Instructions to follow: Reproduce verbatim the lines from the one containing "Indicate a point on each instance of the green" up to and including the one containing "[(293, 220)]".

Position annotation records:
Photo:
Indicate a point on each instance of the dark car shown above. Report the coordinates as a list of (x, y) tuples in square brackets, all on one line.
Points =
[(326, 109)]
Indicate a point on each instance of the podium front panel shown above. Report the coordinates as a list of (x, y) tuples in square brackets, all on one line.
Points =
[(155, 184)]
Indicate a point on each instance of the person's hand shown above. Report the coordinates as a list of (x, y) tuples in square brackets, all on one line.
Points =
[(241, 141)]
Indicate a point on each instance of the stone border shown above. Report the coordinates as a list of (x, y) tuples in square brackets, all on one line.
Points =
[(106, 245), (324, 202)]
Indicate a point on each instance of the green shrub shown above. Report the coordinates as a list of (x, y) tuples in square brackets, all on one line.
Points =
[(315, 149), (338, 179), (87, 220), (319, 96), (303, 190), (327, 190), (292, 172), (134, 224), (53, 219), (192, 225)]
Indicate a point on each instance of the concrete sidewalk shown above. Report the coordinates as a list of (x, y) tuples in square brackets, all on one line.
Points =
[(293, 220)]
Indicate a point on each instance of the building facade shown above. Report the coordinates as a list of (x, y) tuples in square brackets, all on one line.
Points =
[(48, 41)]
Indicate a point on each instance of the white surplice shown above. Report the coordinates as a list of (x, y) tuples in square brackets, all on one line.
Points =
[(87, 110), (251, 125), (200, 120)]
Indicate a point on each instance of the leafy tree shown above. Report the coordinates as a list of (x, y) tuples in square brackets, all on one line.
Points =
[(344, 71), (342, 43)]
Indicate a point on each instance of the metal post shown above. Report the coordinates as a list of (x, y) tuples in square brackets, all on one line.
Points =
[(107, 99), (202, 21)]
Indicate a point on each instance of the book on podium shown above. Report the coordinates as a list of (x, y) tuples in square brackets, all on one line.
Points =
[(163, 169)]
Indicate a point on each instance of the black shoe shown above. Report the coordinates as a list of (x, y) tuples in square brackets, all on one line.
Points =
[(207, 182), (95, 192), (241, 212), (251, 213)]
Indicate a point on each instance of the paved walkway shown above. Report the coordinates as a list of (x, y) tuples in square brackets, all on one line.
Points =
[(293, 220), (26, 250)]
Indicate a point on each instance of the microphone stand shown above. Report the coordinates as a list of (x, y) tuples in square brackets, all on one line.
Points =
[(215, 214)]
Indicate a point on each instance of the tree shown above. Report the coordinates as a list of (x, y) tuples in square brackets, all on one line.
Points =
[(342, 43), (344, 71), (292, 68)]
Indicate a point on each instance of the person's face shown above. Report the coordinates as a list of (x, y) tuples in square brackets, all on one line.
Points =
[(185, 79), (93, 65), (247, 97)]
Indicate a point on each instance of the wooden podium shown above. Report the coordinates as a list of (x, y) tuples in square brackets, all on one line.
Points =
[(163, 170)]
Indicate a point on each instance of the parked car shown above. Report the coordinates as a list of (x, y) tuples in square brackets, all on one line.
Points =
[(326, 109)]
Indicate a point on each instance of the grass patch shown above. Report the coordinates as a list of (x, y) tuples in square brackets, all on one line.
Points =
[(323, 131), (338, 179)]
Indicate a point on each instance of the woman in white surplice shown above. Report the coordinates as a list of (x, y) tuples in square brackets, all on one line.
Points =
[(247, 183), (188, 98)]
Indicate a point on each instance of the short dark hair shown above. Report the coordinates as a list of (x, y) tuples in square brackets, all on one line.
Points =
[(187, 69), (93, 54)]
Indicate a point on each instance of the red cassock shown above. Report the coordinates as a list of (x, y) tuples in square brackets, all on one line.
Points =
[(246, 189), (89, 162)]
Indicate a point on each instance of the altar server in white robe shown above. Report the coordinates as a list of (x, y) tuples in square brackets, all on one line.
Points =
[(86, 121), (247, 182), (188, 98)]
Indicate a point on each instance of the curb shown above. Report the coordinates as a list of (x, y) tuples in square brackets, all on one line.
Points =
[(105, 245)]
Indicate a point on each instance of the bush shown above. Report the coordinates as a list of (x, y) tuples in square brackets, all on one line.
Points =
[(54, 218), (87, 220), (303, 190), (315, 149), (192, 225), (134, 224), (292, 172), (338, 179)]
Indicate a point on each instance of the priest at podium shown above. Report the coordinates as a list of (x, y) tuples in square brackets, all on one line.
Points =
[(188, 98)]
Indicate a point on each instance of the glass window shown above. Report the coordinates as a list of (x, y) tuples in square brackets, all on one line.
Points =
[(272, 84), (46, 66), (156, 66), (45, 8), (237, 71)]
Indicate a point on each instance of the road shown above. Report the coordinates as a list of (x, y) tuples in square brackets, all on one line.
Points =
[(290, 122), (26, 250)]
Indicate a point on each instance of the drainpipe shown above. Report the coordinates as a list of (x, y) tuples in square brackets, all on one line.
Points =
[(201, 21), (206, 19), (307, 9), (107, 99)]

Exercise response:
Indicate a point on each instance of the green shrub shown above. Report the coordinates as a list of (x, y) tuples in square brackets, all on one line.
Points =
[(315, 149), (338, 179), (87, 220), (319, 96), (303, 190), (327, 190), (292, 172), (134, 224), (53, 219), (192, 225)]
Indicate a point on each instance of the concrete sidewalk shown above. Report the coordinates as a list of (x, y) tuples in square brackets, all on one line.
Points =
[(293, 220)]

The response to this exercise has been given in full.